Source records
• • • • • • •

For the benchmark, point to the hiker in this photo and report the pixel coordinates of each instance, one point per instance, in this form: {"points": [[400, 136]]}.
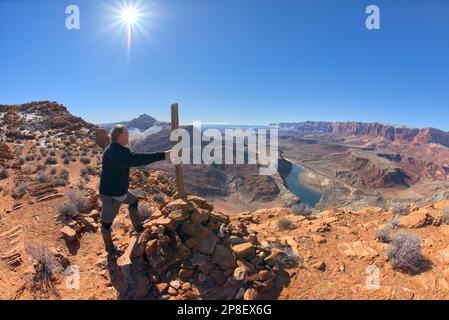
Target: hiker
{"points": [[114, 182]]}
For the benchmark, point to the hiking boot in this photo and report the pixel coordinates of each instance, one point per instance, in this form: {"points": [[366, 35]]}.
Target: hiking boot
{"points": [[109, 245], [135, 220]]}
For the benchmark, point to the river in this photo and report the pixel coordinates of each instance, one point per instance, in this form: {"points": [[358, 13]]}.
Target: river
{"points": [[304, 193]]}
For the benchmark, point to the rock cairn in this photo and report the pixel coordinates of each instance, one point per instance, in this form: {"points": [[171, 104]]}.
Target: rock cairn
{"points": [[190, 251]]}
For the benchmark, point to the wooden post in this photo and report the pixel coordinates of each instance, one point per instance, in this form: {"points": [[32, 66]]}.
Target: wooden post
{"points": [[178, 169]]}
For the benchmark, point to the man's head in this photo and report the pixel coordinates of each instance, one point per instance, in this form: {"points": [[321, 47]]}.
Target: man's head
{"points": [[119, 134]]}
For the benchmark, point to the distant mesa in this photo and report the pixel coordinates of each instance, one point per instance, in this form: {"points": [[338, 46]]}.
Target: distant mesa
{"points": [[142, 123]]}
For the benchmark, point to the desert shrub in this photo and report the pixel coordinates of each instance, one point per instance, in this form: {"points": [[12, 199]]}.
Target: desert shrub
{"points": [[404, 252], [445, 216], [399, 208], [26, 169], [51, 160], [79, 202], [43, 177], [4, 174], [301, 209], [20, 190], [60, 182], [394, 223], [64, 174], [85, 160], [88, 170], [46, 268], [80, 185], [287, 256], [67, 209], [19, 150], [383, 235], [284, 224], [30, 157], [159, 198]]}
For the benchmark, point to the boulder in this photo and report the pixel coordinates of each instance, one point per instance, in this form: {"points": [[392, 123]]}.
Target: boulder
{"points": [[240, 274], [223, 257], [69, 234], [200, 202], [417, 219], [206, 245], [251, 294], [245, 250], [196, 230]]}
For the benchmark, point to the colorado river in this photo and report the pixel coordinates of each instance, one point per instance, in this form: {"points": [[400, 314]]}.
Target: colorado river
{"points": [[305, 194]]}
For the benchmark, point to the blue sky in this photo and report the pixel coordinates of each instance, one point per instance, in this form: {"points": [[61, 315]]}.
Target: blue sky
{"points": [[233, 61]]}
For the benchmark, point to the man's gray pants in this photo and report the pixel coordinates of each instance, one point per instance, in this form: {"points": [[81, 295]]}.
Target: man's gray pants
{"points": [[111, 208]]}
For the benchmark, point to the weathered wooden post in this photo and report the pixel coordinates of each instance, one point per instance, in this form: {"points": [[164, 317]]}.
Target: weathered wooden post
{"points": [[178, 169]]}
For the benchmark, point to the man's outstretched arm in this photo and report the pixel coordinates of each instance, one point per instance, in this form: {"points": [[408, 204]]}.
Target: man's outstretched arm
{"points": [[140, 159]]}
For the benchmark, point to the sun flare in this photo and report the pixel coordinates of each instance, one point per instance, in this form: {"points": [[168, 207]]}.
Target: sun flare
{"points": [[129, 16]]}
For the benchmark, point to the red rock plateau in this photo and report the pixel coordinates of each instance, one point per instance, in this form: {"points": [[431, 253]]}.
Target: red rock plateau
{"points": [[49, 231]]}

• • • • • • •

**Do this**
Quote only the lines from the one containing "For the benchmark, point to the man's outstretched" through the final line of the records, with both ends included.

**Exercise solution**
For the benchmark, point to the man's outstretched arm in this photo and report the pixel coordinates of each instance, one point per instance, in this form: {"points": [[408, 204]]}.
Target: man's outstretched arm
{"points": [[140, 159]]}
For the benchmark, point to the sun flare in this photo and report the pixel coordinates of each instance, one point per instance, in this form: {"points": [[168, 207]]}.
Target: sun flare
{"points": [[129, 16]]}
For the benchmark, point to the red rock plateau in this photo and report the pixel coordinates of each instance, one point per instance, in this form: {"points": [[431, 253]]}.
Target: red rock plateau
{"points": [[49, 231]]}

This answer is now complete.